Search This Blog

Wednesday, January 20, 2021

Celana Pendek dan Cerita Pendek, Kumpulan Esai (yang Tidak Semuanya) Sastra

 Judul: Celana Pendek dan Cerita Pendek 
Penulis: Deddy Arsya
Tebal: 244 hlm
Terbit: Mei 2018
Penerbit: Basabasi



Kekurangan (walau mungkin tidak sesuai jika disebut kekurangan) kumpulan esai ada pada temanya yang beragam, kadang berserak sehingga pembaca tidak menemukan "keutuhan" saat membacanya. Terutama bagi para pembaca tipe cepat yang terbiasa menggenggam benang merah sebuah novel atau buku nonfiksi dalam proses pembacaannya yang ngebut. Mungkin, kumpulan esai memang didesain dibaca sesekali, alias dibaca satu bab lalu berhenti, lalu lanjut lagi lain kali untuk membaca bab lainnya. Ini didasari pada sifat esai yang sifatnya disesuaikan dengan isu-isu terbaru dan biasanya dimuat atau dipublikasikan dalam jangka waktu yang agak jauh berbeda. Inilah sebabnya kenapa seperti terasa ada jarak saat membaca bab per bab dalam sebuah kumpulan esai. Ini belum termasuk sejumlah esai yang sepertinya dipaksakan ikut hadir sekadar untuk membuat tebal buku kumpulan esainya.

(DATA HASIL EKSTRAKSI):
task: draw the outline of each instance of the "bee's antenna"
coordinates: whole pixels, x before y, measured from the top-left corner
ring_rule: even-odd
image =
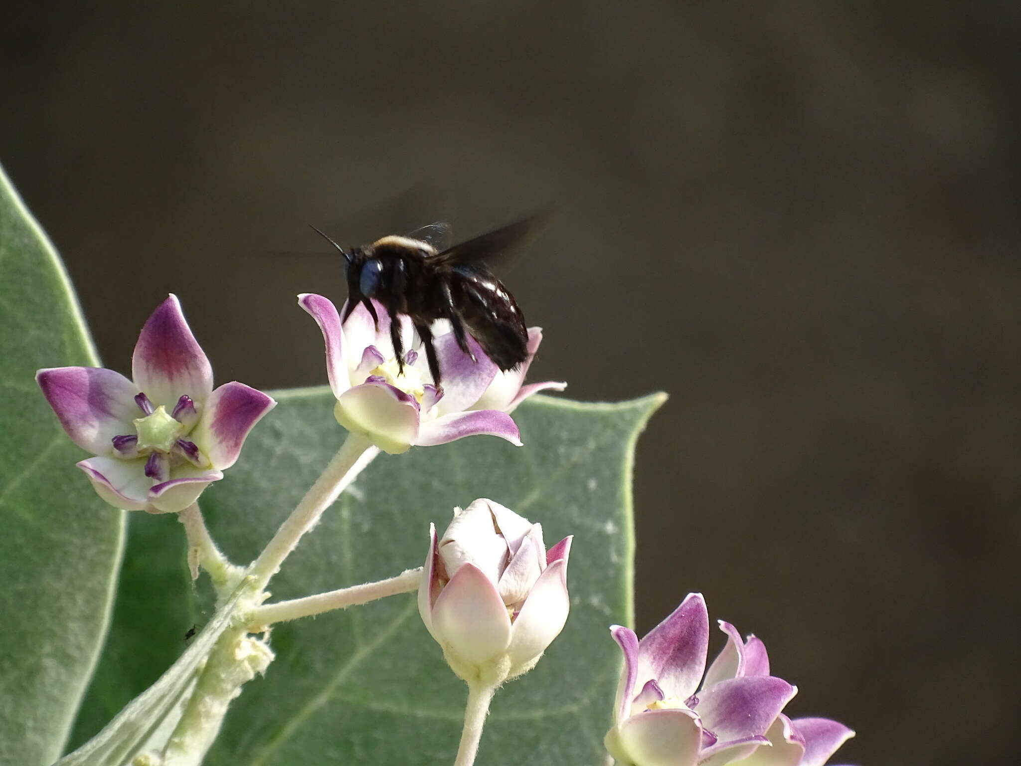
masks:
[[[336,242],[334,242],[334,241],[333,241],[332,239],[330,239],[330,237],[329,237],[329,236],[328,236],[328,235],[326,234],[326,232],[322,231],[321,229],[318,229],[318,228],[315,228],[315,227],[314,227],[314,226],[312,226],[311,224],[309,224],[308,226],[309,226],[309,227],[311,227],[311,230],[312,230],[313,232],[315,232],[317,234],[319,234],[319,235],[320,235],[321,237],[323,237],[323,239],[325,239],[325,240],[326,240],[327,242],[329,242],[329,243],[330,243],[331,245],[333,245],[334,247],[336,247],[336,248],[337,248],[337,250],[338,250],[338,251],[340,252],[340,254],[341,254],[341,255],[343,255],[343,256],[344,256],[344,259],[345,259],[345,260],[346,260],[346,261],[347,261],[348,264],[350,264],[350,262],[351,262],[351,255],[350,255],[350,253],[347,253],[347,252],[344,252],[344,248],[343,248],[343,247],[341,247],[340,245],[338,245],[338,244],[337,244]]]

(TANTANGAN): Tolong tentukan apakah tiap pernyataan berikut sesuai dengan ulasan buku di atas, lalu jawab ya atau tidak disertai kutipan persis kata-kata penentunya. (a) Buku itu diterbitkan oleh Basabasi. (b) Buku itu setebal 300 halaman. (c) Menurut ulasan itu, kumpulan esai mungkin didesain untuk dibaca sekaligus tanpa berhenti.

(JAWABAN LATIHAN):
(a) Ya: "Penerbit: Basabasi"
(b) Tidak: "Tebal: 244 hlm"
(c) Tidak: "Mungkin, kumpulan esai memang didesain dibaca sesekali, alias dibaca satu bab lalu berhenti, lalu lanjut lagi lain kali untuk membaca bab lainnya."